• **To be done**
Output unchanged the records below from the line holding "Cam-trap alert: motion was detected. Identify man's face" through the end of the records, inclusive, and nothing else.

• **Exercise data**
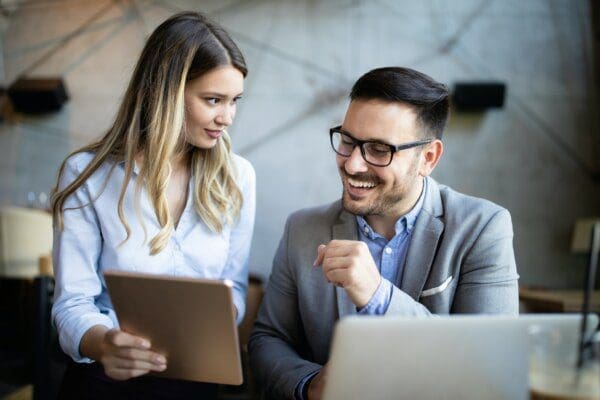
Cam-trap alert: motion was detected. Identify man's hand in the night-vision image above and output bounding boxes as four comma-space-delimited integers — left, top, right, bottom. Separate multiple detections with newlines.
314, 240, 381, 308
307, 364, 327, 400
80, 325, 167, 380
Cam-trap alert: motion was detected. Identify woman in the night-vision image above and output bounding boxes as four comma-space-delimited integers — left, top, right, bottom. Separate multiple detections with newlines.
52, 12, 255, 398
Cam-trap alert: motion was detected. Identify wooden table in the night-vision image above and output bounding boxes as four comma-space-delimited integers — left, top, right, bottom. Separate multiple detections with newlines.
519, 287, 600, 313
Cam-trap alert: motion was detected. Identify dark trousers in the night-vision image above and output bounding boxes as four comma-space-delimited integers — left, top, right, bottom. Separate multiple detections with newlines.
58, 362, 217, 400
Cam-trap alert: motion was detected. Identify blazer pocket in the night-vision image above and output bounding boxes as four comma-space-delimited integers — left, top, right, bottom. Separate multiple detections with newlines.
420, 275, 452, 298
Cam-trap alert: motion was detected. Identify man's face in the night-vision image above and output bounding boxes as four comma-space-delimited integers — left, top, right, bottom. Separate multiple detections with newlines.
336, 100, 423, 218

• **Finished answer**
Cam-trap alert: motion was detected. Identify man's face in the night-vision image above and output bounding boxes as four comma-space-delimited integers — left, top, right, bottom. Separate multiple detections with newlines.
336, 100, 423, 218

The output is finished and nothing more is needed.